• EXERCISE DESCRIPTION:
Give every line below again, exactly.
========================================================================
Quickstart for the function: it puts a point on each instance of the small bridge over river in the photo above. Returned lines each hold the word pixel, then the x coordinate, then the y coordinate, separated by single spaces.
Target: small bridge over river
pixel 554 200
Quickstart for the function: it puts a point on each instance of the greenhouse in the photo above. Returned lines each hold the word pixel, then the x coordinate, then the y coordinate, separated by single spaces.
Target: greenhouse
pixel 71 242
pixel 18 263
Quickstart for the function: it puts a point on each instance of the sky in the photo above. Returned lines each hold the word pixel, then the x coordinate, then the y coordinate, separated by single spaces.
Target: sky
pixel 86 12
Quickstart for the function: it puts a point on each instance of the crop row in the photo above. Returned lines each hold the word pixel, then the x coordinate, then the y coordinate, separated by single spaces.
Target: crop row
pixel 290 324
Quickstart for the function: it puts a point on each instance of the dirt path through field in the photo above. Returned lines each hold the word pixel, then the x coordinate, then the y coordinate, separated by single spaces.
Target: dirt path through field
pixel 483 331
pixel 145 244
========================================================================
• COMPLETED TASK:
Quickstart for the function: it puts a point on each instance of the small bridge over river in the photo above. Returned lines each hold the word pixel, then the x coordinate, then the y coordinate, separated by single spaces.
Target: small bridge over river
pixel 554 200
Quickstart for the function: it puts a point on each instance of the greenhouse in the photo above. Returned lines each hold the word pixel, then the x coordinate, then the y coordinate, separated by single spaces.
Target: greenhouse
pixel 71 242
pixel 18 263
Quickstart for the function: it puts a point on each instance of the sky in the photo above. Returned lines each hold the word pixel, then the x coordinate, then the y coordinate, separated by single spaces.
Target: sky
pixel 86 12
Quickstart for the function: it puts a point on each instance of the crop row in the photo above. Returned lines each hold the word pixel, then the x coordinate, then the y coordinate, separated by single spaces.
Target: crop row
pixel 290 324
Quickstart for the function: it puts a point on each instance of the dirt path through field in the photo above. Returned lines each hold the word pixel, then the x coordinate, then the y coordinate, separated by single spaces.
Target: dirt path through field
pixel 483 331
pixel 145 244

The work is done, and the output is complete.